• _PAGE_
_ _ _

Importance of Post-Event Surveys

 

Finding out what your attendees thought of your event is essential if you wish to develop and improve your offering for the future.

Post-event surveys highlight the wins and losses and offer an opportunity to re-engage with attendees in future events.

Beyond gathering constructive attendee feedback, post-event surveys can reinforce the ultimate call-to-action (CTA), encouraging attendees to donate, network, purchase, share aspects of the event they enjoyed or did not… whatever the goal may be.


Who to ask?

  1. Attendees are the obvious ones. Given these are the people you produced the event for, it makes sense you want to know about their experience.
  2. Event volunteers, If you worked with volunteers during your event, they are a great source to learn what worked and what didn’t.
  3. Event sponsors, Just like event attendees, sponsors are also critical to your event’s success. With an understanding of that, it makes sense you want their feedback too!

How to Create an Effective survey?

  1. Keep it short

While you want to obtain granular feedback that is enough to be useful, you don’t want to scare off respondents with too many questions. We’re all busy and no one wants to spend 20 minutes completing a survey no matter how engaged they are.

Figure out the feedback that will be most valuable and keep questions to an absolute minimum. A maximum of 10 questions will ensure the highest completion rates.

  1. Stick to multiple-choice answers

These questions are easier for respondents to answer and provide you with quantitative data to use in your analysis.

_ _ _

• _INSTRUCTIONS TO FOLLOW_
Please reproduce the passage of the post-event surveys text that starts with "Who to ask?" and goes on through "an Effective survey?".

[Records of pointing to named objects]
_ _ _

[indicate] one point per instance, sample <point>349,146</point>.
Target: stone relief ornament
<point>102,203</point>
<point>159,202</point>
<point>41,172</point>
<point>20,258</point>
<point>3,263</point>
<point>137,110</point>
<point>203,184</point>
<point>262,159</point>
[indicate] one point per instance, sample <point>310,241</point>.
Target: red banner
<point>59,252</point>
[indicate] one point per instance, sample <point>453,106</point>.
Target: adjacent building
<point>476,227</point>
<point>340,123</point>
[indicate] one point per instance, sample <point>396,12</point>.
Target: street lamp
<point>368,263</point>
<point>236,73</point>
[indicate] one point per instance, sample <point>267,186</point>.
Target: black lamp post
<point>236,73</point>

_ _ _

• _OUTPUT OF THE TASK_
Who to ask?

  1. Attendees are the obvious ones. Given these are the people you produced the event for, it makes sense you want to know about their experience.
  2. Event volunteers, If you worked with volunteers during your event, they are a great source to learn what worked and what didn’t.
  3. Event sponsors, Just like event attendees, sponsors are also critical to your event’s success. With an understanding of that, it makes sense you want their feedback too!

How to Create an Effective survey?